▸ **Exercise**: Pull out every line of the data below that contains the word "roof", and copy each one in full.
* BEGIN *
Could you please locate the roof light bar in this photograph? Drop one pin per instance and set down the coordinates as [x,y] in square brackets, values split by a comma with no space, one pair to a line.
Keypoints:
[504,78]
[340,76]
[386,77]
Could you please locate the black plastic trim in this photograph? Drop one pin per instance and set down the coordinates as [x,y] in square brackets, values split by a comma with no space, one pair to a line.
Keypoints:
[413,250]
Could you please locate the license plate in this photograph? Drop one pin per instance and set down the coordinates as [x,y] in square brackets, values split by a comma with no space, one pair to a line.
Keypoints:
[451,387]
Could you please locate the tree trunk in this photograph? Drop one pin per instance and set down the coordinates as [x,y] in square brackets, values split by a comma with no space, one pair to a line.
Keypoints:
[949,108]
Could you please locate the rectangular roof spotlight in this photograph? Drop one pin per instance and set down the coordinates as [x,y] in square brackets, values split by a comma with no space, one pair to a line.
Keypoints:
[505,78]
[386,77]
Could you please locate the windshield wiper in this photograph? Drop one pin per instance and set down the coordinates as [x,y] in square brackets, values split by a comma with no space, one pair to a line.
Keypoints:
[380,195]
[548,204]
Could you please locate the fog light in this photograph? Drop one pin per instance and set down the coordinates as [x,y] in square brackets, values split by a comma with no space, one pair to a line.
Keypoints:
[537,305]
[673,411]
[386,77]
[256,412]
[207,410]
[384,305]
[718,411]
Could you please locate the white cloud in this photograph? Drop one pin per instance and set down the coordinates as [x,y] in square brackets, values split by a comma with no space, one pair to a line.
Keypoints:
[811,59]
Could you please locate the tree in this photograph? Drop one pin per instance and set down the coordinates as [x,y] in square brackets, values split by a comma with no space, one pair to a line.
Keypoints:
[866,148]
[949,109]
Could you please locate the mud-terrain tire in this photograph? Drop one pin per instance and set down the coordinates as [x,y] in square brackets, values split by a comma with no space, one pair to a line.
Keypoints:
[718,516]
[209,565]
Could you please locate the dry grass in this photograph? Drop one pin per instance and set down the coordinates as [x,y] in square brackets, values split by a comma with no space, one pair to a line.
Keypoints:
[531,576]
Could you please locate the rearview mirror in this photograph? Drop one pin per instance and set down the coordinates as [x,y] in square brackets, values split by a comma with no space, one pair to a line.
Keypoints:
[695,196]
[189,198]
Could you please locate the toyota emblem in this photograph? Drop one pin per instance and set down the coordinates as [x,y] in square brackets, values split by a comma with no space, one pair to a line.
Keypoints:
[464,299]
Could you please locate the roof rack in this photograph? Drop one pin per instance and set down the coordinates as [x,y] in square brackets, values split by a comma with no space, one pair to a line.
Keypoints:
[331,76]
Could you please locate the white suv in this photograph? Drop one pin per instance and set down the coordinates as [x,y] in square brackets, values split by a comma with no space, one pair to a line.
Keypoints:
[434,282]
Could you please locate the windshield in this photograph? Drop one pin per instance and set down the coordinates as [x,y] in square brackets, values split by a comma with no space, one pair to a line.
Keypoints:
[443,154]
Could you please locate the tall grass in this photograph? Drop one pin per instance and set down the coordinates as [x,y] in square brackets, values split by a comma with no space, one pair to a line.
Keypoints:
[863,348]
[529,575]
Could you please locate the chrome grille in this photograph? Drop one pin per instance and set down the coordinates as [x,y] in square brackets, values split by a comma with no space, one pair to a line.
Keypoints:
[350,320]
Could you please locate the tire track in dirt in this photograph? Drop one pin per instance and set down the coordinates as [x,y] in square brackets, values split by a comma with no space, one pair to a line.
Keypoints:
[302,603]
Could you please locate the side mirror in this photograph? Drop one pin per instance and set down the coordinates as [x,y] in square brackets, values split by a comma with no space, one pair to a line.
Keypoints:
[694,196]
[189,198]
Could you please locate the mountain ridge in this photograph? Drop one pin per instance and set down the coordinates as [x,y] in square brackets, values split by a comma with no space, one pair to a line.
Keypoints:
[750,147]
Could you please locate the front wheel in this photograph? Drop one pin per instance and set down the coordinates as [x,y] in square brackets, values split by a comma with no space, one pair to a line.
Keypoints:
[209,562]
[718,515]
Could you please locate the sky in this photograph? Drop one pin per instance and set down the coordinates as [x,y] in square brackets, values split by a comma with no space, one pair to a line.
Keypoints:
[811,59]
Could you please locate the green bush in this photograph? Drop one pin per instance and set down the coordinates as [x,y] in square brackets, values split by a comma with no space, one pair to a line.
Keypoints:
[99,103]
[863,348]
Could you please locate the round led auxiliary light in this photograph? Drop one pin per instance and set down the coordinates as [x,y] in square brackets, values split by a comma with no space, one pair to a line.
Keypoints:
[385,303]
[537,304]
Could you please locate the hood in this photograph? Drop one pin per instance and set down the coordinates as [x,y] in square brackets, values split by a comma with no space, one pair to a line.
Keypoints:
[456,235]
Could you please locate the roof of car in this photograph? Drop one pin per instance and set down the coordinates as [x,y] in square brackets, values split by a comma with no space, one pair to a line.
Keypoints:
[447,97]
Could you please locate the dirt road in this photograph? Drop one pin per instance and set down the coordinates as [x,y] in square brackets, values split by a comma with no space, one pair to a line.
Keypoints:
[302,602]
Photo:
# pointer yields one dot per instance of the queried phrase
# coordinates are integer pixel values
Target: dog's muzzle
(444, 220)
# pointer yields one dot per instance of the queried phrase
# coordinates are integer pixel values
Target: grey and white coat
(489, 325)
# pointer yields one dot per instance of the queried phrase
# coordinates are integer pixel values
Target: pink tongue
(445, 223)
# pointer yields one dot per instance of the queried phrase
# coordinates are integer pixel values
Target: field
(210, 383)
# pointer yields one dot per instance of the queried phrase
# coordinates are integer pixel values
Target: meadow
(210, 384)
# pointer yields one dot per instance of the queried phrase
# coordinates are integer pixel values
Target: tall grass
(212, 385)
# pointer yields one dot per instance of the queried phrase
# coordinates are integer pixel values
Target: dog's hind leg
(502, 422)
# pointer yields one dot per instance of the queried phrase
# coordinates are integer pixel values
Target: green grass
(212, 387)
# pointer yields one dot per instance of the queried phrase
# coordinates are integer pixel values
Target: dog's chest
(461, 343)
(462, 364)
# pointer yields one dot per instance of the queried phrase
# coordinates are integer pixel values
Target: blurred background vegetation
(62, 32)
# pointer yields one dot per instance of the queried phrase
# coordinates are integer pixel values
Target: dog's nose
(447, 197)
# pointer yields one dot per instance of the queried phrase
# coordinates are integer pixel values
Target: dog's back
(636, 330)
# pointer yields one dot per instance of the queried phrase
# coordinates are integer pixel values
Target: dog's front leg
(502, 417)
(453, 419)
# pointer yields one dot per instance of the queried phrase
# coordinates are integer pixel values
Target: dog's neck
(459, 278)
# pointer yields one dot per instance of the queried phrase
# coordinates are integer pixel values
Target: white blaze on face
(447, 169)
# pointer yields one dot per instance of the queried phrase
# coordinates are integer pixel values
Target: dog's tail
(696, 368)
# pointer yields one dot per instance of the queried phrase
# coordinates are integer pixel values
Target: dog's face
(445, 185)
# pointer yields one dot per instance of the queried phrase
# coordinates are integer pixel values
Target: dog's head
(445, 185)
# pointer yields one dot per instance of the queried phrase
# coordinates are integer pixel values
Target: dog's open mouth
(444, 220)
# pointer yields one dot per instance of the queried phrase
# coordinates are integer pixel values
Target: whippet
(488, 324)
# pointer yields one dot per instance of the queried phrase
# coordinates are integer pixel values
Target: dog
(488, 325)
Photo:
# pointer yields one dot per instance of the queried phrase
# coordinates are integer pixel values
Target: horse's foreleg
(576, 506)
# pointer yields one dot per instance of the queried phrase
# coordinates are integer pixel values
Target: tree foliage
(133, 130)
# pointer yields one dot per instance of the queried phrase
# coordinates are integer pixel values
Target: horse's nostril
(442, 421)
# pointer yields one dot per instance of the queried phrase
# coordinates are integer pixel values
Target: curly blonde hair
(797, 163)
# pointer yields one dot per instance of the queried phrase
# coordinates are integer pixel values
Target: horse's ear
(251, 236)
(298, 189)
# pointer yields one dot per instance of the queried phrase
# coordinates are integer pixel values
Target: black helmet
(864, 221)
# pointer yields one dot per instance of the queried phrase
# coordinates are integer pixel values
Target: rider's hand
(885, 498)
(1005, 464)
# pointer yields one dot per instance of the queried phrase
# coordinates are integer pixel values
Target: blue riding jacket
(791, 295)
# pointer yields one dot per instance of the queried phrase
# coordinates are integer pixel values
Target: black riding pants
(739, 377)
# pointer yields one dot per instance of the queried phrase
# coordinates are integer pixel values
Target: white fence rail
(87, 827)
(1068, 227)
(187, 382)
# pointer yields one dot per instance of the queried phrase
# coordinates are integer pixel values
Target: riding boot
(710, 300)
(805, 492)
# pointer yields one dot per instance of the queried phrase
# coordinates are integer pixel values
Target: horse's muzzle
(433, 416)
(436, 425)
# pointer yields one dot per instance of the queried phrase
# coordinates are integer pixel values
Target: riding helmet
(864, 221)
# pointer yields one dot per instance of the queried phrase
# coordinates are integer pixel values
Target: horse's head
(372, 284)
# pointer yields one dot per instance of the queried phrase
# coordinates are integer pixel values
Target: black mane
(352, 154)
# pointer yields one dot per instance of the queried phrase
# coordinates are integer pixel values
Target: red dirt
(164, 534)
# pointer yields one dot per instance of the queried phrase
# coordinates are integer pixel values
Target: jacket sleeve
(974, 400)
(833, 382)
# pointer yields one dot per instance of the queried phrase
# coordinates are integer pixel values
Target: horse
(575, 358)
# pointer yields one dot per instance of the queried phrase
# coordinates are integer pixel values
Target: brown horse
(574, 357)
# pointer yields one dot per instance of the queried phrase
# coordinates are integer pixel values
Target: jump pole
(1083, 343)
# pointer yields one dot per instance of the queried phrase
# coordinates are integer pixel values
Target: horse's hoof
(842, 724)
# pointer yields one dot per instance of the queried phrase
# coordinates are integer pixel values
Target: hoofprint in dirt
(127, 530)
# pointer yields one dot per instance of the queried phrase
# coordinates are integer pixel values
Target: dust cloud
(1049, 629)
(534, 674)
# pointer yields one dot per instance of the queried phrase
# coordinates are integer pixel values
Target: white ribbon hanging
* END *
▸ **Task answer**:
Could you please locate the roof light bar in this photograph? Drop one pin per instance and set down the coordinates as [x,y] in square brackets, values split by a comma with no space, one pair to a line.
Could you please locate the rectangular roof spotlight in this photograph? Drop one pin per instance and set down the coordinates as [x,y] in square brackets, values split by a comma with no space, one pair to a line.
Could you please locate the roof rack in this photograph? Drop one pin per instance and set down the coordinates as [x,y] in square brackets, values split by a comma with no space, one pair to a line.
Could you please locate the roof of car in this photograph? Drop one pin per instance and set down the coordinates as [x,y] in square brackets, values split by a comma with no space, one pair to a line.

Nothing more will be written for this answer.